Source material —
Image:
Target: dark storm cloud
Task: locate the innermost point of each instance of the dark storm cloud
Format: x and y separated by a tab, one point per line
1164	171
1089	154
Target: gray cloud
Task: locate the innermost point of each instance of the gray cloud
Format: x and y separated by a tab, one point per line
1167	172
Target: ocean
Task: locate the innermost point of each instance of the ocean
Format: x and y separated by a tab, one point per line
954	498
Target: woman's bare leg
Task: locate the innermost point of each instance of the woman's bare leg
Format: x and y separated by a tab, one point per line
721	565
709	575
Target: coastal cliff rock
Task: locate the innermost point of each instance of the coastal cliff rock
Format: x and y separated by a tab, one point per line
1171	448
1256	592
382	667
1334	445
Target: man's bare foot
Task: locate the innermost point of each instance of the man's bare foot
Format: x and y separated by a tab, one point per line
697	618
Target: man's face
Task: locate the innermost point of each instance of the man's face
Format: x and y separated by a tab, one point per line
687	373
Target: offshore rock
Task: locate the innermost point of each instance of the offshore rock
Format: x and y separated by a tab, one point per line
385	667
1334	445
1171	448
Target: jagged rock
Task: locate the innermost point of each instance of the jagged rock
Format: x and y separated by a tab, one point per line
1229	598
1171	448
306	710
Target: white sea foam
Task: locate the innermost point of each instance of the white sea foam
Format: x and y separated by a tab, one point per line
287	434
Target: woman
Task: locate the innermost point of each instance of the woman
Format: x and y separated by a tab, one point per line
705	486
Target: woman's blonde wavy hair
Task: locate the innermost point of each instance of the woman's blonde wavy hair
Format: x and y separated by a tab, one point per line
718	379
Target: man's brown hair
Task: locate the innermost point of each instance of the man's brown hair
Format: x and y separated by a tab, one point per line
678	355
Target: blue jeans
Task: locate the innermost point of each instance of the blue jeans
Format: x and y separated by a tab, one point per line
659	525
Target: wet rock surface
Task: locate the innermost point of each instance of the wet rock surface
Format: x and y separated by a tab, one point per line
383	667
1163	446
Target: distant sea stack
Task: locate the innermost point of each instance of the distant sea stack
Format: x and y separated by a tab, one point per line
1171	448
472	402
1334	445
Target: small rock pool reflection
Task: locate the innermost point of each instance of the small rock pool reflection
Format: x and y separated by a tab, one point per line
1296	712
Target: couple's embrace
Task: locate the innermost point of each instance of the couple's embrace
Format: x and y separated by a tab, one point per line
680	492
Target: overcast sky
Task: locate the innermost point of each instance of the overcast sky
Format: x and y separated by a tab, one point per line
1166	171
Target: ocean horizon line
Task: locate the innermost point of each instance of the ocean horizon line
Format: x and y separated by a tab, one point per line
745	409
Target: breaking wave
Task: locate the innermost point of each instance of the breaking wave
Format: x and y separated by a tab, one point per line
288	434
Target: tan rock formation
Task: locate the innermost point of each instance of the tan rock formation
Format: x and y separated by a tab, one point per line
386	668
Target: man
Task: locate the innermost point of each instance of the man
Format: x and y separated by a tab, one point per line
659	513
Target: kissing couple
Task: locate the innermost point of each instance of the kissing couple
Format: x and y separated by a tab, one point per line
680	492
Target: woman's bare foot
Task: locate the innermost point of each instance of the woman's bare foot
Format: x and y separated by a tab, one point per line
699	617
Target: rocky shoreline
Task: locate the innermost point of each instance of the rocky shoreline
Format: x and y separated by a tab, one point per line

Given instruction — Rewrite all the items above, substituting "central" for each "innermost" and keeping everything else the same.

Answer —
Image:
Target: dark storm cloud
Task: locate the central point of each instance of the dark storm cloud
Format: x and y separated by a tab, one point per line
1164	171
1089	154
Target: gray cloud
Task: locate the central point of each instance of the gray cloud
Format: x and y separated by a tab, one point per line
1167	172
Target: ocean
Task: locate the central point of each instance of the ocean
Format: x and y separated by a tab, one point per line
954	498
Target: woman's bare leg
Task: locate the central point of each instance of the woman's bare leg
Format: x and y separated by a tab, one point per line
721	565
709	575
Target: coastal cliff rock
Task: locate the central point of each instance of the coastal cliff rock
Format: x and y separated by a tab, one point per line
1171	448
1256	592
382	667
1334	445
Target: man's bare foot
Task: locate the central point of each instance of the man's bare foot
Format: x and y separated by a tab, one point per line
697	618
Target: man's face
Task: locate the central point of each instance of the man's face
Format: x and y separated by a tab, one point per line
687	373
Target: offshore rock
Task: locate the central point of each instance of the offshore rock
Format: x and y separated by a tab, one point per line
385	667
1334	445
1171	448
Target: jagged rock
Task: locate the central point of each instance of the jagged rock
Format: x and y separated by a tab, one point per line
1229	598
1171	448
306	710
Target: white sea foam
Task: locate the central point of each instance of the white sea foam
Format: x and y separated by a tab, one point per line
287	434
Target: woman
Task: locate the central point of each instance of the woman
Format: x and y separated by a tab, one point per line
705	486
Target: woman's blonde wavy hair
Task: locate the central point of each instance of the woman's blonde wavy hair
Format: x and y separated by a tab, one point per line
718	379
Target: man's brown hair
Task: locate the central point of each instance of the man's brown hair
Format: x and y separated by a tab, one point per line
678	355
Target: blue jeans
Task: locate the central point of each instance of the blue jeans
Format: x and y separated by a tab, one point per line
659	525
Target: wet rock surface
Task: locate the central point of each instance of the wet rock surface
Format: x and y separated by a tab, one point per line
383	667
1163	446
Target: distant sea stack
Task: locate the central point of each instance of the distant sea stack
Format: x and y separated by a tab, one point per line
1171	448
472	402
1334	445
Target: small rock pool reflection
Task: locate the central point of each instance of the small rock pool reflection
Format: x and y separated by a tab, one point per line
1296	712
Target: couple's embrace
Task: locate the central point of each instance of the couple's embrace
Format: x and y separated by a tab, one point per line
680	492
Target: overcast sky
Task: locate the central point of each instance of the overcast sky
Format: x and y separated by a tab, one point per line
1166	171
Target: ocean horizon line
Task: locate the central point of each instance of the ocean horizon line
Format: x and y separated by a tab, one point per line
745	409
Target: breaking wave
Task: locate the central point of each instance of the breaking wave
Format: x and y separated by a tab, one point per line
288	434
Target: tan rock formation
Task: locate the central point of each instance of the tan rock formation
Format: x and y separated by a tab, one point per line
386	668
Target: man
Task: locate the central point of each instance of the man
Format: x and y separated by a tab, one point per line
659	513
Target: kissing couple
Task: locate the central point of each instance of the kissing couple
Format: x and y separated by a tab, one point per line
680	492
Target: woman's bare foot
Task: locate the central point of each instance of the woman's bare foot
Format: x and y separated by a tab, one point per line
699	617
Target: rocky shoreline
Task: locate the central point of each instance of the rocky shoreline
Format: x and y separated by a tab, one point per line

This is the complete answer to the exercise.